**Task goal:**
Answer these questions from the article on payday lending rules, one per line:
1. From which month will more than two loan rollovers be banned?
2. Who is named as the FCA's chief executive?
3. According to the OFT research from March, what share of payday loans are extended past their initial term at least once?

The FCA will take over regulation of the payday lending market in April next year armed with a stack of new powers that, according to today's announcement, it intends to use to their fullest.

From July, the FCA said, short term lenders will have to live up to their name: more than two loan 'rollovers' will be banned.

Lenders use of Continuous Payment Authority (CPA) to take repayments from borrowers' accounts will also be restricted to two.

Advertising will also come under scrutiny and misleading adverts will be banned, the FCA warned.


For many of the very outspoken critics of payday, today's announcement will be a disappointment, however.

In keeping with the current regulators - the Office of Fair Trading (OFT) often working with the Financial Service Authority (FSA) - the FCA has shown itself to have little appetite for putting payday out of business altogether.

"We believe that payday lending has a place," Martin Wheatley, the FCA's chief executive, said.

"Many people make use of these loans and pay off their debt without a hitch, so we don't want to stop that happening."

Campaigners for a cap on interest rates or the total cost of lending for payday loans will also be disappointed, though not surprised, today.

The FCA has resisted going down the capping route, despite having been controversially granted the power to cap rates in a last minute amendment to the Financial Services Bill (now Act) for precisely this reason and widespread support for the idea among longtime payday detractors like Stella Creasy MP.

New rules in focus: will they help?

If campaigners have some misgivings, however, even they will have to admit that this raft of measures has the power to seriously disrupt the way payday lenders, especially those furthest from the mainstream, do business.

Ending rollovers

A prime example of that is the FCA's new restriction on rolling over a short term loan.

According to OFT research from March this year, around a third of payday loans are extended past their initial term at least once.

Most firms generate around half their revenue from these extensions alone, no wonder the same research found that one in three payday lenders advertised extensions at the point of sale.

A restriction comes with its own problems - borrowers may still struggle to pay when their term is over, though at least interest will stop accruing and it remains to be seen how the FCA will stop lenders from getting around the rule, for example by suggesting the customer takes out a new loan - but it still strikes at the root of a policy that has long been injurious to consumers.

Watching CPA

Checks on the use of continuous payment authority (CPA), less central to the payday business model but certainly a thorn in the side of customers, could also steer payday towards responsibility.

As we've covered here, recurring payments are a consent for a company to take money, any amount of money at any time, from a bank account.

Commentators such as Faisel Rahman, of Hackney micro lenders Fair Finance, have long warned that unfair use of CPA is pushing vulnerable borrowers further into financial disarray.

Restricting the number of times lenders can take money means those targeted by lenders in this way will have a new recourse, a complaint to the FCA.

Currently borrowers have to rely on help from their banks, which is rarely forthcoming, even though they have a legal obligation to cancel CPAs on request.

Checking credit checks

Wonga, a payday lender so famous (or infamous) that they balk at that characterisation, are notable for using more than your average Experian credit report to check whether their clients will be likely to repay.

**Source material:**
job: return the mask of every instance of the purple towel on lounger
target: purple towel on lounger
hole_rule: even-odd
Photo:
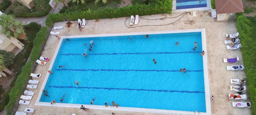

**Final result:**
1. July
2. Martin Wheatley
3. Around a third